— WHAT THE EXERCISE ASKS —
Every line from the one bearing "If you could point to the shrub" through the last line of the entries should be printed exactly, with no other output.
____ PROVIDED RECORDS
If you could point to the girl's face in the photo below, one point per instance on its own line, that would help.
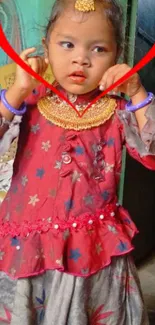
(81, 48)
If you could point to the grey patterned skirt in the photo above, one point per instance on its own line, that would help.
(110, 297)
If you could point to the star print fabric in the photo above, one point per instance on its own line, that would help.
(62, 202)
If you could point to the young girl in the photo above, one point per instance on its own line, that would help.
(65, 242)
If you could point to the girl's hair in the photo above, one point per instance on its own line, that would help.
(112, 10)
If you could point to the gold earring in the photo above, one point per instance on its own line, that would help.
(85, 5)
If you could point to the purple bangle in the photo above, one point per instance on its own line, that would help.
(132, 108)
(19, 112)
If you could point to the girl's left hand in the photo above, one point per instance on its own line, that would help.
(130, 87)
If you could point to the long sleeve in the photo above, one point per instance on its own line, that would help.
(141, 146)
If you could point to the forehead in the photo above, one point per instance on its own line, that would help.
(84, 25)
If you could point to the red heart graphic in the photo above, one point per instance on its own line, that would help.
(15, 57)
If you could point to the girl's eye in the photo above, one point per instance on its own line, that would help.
(67, 45)
(99, 49)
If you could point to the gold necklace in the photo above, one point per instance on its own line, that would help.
(60, 113)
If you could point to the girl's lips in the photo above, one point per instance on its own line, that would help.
(77, 79)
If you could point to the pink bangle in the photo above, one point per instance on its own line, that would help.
(9, 107)
(132, 108)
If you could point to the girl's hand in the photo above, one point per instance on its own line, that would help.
(130, 87)
(23, 80)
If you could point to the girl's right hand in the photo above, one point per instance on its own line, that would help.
(23, 80)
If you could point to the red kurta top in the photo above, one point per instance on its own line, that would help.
(61, 211)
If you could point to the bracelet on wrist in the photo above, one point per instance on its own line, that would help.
(14, 111)
(133, 108)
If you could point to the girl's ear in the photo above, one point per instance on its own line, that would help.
(45, 49)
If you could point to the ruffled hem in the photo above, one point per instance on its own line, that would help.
(82, 249)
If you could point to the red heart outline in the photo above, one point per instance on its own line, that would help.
(7, 48)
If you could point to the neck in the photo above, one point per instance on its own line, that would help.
(81, 98)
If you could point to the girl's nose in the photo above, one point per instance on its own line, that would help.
(82, 60)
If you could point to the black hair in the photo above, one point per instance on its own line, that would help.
(112, 10)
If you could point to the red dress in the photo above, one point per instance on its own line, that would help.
(61, 211)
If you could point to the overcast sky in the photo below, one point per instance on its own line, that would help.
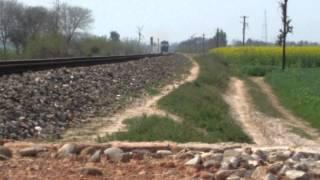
(177, 20)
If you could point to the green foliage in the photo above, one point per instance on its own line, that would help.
(155, 128)
(298, 89)
(255, 70)
(304, 57)
(201, 105)
(46, 46)
(261, 100)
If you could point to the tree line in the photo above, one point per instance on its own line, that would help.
(59, 31)
(201, 44)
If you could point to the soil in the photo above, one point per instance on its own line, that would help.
(265, 130)
(143, 106)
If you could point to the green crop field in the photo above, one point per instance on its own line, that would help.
(271, 56)
(297, 87)
(299, 90)
(200, 104)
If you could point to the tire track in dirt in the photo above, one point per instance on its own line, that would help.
(143, 106)
(263, 130)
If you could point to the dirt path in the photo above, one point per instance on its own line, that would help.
(143, 106)
(291, 119)
(263, 130)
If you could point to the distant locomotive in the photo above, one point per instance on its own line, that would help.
(164, 47)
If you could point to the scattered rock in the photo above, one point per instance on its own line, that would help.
(117, 155)
(207, 175)
(3, 158)
(231, 153)
(233, 177)
(95, 157)
(296, 175)
(60, 98)
(259, 155)
(271, 176)
(260, 171)
(91, 171)
(194, 162)
(68, 149)
(275, 168)
(211, 163)
(301, 167)
(164, 152)
(29, 152)
(223, 174)
(89, 151)
(5, 152)
(234, 162)
(282, 156)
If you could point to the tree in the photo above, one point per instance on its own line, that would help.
(73, 19)
(7, 12)
(30, 23)
(287, 28)
(114, 36)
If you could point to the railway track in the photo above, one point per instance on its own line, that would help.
(20, 66)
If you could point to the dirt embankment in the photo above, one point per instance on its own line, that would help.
(143, 106)
(265, 130)
(60, 98)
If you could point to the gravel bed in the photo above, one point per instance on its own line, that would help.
(60, 98)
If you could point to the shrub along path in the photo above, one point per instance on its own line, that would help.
(263, 129)
(141, 107)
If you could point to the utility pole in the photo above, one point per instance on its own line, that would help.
(151, 44)
(139, 31)
(245, 25)
(218, 38)
(287, 28)
(265, 26)
(158, 45)
(203, 43)
(57, 9)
________
— RESPONSE AREA —
If you could point to the shrub along path in the photo above, one point per instance on its own line, that would help.
(263, 129)
(141, 107)
If you could point to the utility pole in the photo above, one point per instance on its own line, that would help.
(151, 44)
(139, 31)
(245, 25)
(218, 38)
(287, 28)
(265, 26)
(158, 45)
(203, 43)
(57, 9)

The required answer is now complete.